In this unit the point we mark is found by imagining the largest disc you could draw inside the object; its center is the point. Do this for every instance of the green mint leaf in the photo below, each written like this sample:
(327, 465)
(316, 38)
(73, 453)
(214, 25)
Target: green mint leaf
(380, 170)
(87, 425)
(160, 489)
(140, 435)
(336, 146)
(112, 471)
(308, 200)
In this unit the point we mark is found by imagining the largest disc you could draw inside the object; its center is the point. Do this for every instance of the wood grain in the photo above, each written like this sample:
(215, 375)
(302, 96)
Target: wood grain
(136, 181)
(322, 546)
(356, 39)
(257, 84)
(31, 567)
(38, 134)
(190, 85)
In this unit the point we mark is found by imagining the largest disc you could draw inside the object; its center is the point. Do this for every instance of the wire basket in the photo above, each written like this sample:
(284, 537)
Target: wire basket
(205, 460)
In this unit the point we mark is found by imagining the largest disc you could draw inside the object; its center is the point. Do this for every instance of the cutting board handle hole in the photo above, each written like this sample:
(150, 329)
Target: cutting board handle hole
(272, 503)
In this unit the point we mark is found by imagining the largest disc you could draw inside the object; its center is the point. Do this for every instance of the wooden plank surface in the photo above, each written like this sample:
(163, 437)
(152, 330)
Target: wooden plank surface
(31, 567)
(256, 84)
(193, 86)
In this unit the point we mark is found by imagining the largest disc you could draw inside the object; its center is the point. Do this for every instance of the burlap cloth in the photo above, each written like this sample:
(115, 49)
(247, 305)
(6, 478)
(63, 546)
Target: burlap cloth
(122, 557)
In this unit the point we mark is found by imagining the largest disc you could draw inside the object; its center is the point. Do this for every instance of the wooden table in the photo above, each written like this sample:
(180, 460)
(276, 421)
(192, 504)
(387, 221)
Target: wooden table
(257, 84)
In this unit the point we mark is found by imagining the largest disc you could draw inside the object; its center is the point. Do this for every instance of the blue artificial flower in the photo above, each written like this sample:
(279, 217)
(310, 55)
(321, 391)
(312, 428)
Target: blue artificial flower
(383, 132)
== == ==
→ TASK TO CARRY OUT:
Copy out every line from the one containing "of the burlap" down to the final line, including both of those lines.

→ COMPLETE ANSWER:
In this unit the point we mark is found by imagining the largest disc you could draw inside the object; its center is the point. Do this for every instance of the burlap cloth in the photo above, each written like this sample:
(115, 49)
(247, 305)
(6, 478)
(63, 546)
Target: burlap cloth
(122, 557)
In this unit the point we mark is found by imagining the largest disc you could draw inside the object; its center is the point. Do this for every instance of the wooden table in the photo above, each written like this sample:
(180, 460)
(276, 421)
(192, 504)
(387, 221)
Target: wooden table
(257, 84)
In this unit the point we mark is found by imagining the largest disc you could draw inside the object; its center is the point. Do this for every instance of the blue artificial flower in the photo above, each written like this sample:
(279, 217)
(310, 55)
(321, 391)
(312, 428)
Target: blue artificial flower
(383, 132)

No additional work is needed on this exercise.